Text block |

# DCC functions



## traction fan (Oct 5, 2014)

I see decoders advertised as "two function", or "four function" types. Are the functions added on, to the basic control of motor speed and direction? Or are speed and direction the only things I can control with a "two function" decoder?
I want to install a decoder in an old brass N-scale model of a bipolar electric loco.
As the prototype was nearly silent, I don't need sound capability. All I want is to control the speed and direction of the motor, and turn the two headlights on or off independent of each other. Will a "Two function" be enough, or do I need a 
"four function" decoder.

Thanks 

Traction Fan


----------



## wvgca (Jan 21, 2013)

number of functions refers to lighting functions [generally].....so two will work for you ...


----------



## DonR (Oct 18, 2012)

As WVGCA says, any would work.

Data provided |
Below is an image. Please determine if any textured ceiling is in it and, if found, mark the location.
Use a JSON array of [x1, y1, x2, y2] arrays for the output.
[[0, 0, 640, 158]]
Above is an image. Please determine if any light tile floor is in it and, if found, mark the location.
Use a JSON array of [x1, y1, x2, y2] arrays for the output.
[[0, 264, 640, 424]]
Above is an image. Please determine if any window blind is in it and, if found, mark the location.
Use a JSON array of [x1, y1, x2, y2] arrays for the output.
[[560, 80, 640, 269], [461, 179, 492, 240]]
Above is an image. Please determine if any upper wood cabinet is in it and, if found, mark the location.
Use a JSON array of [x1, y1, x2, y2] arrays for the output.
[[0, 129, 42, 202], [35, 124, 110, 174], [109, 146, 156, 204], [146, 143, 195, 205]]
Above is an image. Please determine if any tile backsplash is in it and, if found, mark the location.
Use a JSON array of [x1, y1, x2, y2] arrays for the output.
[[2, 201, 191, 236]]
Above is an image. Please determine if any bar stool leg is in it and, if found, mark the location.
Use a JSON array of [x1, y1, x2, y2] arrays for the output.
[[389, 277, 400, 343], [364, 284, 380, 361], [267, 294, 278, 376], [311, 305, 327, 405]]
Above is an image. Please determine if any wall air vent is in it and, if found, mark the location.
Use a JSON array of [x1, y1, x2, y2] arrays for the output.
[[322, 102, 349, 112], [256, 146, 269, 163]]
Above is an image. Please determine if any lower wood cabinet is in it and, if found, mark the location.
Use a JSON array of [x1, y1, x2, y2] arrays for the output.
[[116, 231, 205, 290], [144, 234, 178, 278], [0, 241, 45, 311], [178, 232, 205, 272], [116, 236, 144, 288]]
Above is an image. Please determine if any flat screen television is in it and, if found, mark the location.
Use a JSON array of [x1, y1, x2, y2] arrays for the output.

Given request |
In the DCC functions thread, what does wvgca say the number of functions on a decoder refers to? The listing isn't needed here.

Reply |
It refers, generally, to lighting functions.